[WHAT YOU NEED TO DO] Rewrite the lines below with every "drop a marker" changed to "place a pin" and nothing else altered, and leave the pictures out.

## begin

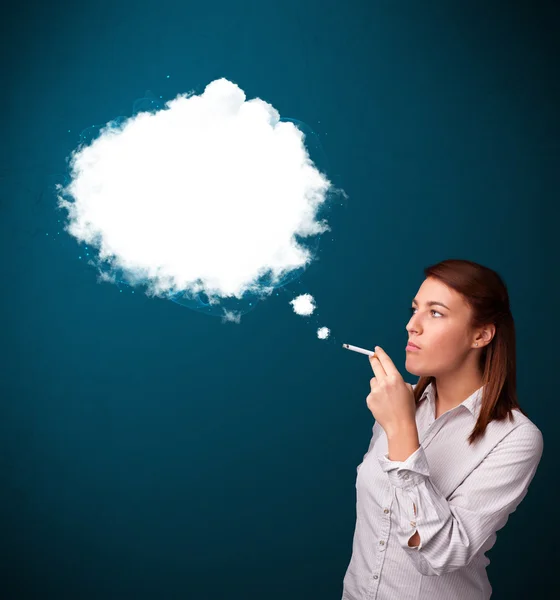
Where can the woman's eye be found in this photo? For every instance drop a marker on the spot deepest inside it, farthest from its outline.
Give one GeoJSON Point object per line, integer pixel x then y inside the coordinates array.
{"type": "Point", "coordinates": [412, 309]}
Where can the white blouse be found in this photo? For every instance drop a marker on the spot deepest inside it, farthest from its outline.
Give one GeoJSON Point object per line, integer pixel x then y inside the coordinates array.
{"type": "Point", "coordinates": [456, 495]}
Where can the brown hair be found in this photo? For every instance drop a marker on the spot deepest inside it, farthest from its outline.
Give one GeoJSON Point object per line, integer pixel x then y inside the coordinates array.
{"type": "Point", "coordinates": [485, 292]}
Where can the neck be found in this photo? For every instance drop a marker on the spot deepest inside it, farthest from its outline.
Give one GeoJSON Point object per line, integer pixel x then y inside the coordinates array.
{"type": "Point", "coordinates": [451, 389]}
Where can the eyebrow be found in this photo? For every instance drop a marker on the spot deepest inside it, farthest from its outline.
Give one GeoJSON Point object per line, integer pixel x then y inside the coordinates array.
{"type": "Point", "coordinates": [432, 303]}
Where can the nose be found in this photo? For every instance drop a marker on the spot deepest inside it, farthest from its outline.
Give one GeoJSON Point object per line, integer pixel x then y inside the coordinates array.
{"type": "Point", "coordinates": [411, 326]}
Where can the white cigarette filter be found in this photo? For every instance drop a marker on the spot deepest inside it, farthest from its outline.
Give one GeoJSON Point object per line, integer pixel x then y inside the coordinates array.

## end

[COMPLETED EXERCISE]
Where can the woman's eye be found in this photo? For every instance place a pin on the spot deepest inside it, farthest from its outline.
Give one GeoJSON Point object per line, integer pixel x then y inside the coordinates array.
{"type": "Point", "coordinates": [412, 309]}
Where can the white blouse be found in this photo? For every instance place a pin on the spot deepest inside it, farthest from its outline.
Give one GeoJSON Point object per line, integer pixel x then y inside the coordinates array.
{"type": "Point", "coordinates": [456, 495]}
Where can the brown hair be found in this photo? For every instance place a pin on the spot deepest inside it, farthest from its outline.
Give one GeoJSON Point object per line, integer pixel x then y inside the coordinates array.
{"type": "Point", "coordinates": [485, 292]}
Where can the neck be found in this photo? For every instance place a pin on the spot deepest inside it, farthest from its outline.
Give one GeoJSON Point object per line, integer pixel x then y inside the coordinates array.
{"type": "Point", "coordinates": [451, 389]}
Where can the eyebrow be found in this photo? For every instance place a pin on the spot deepest inside it, farthest from its outline.
Give one GeoJSON Point object per line, integer pixel x then y inside the coordinates array.
{"type": "Point", "coordinates": [432, 303]}
Where can the nose be found in this photo? For every instance place a pin on the spot deepest inside it, farthest from its outline.
Give one GeoJSON Point object per line, integer pixel x then y inside the coordinates array.
{"type": "Point", "coordinates": [411, 326]}
Where can the white cigarette filter be found in this photo? For every instance place a pin on the spot deepest inside it, farthest from its outline.
Give one GeoJSON Point object per line, integer pixel x then y inside the coordinates array.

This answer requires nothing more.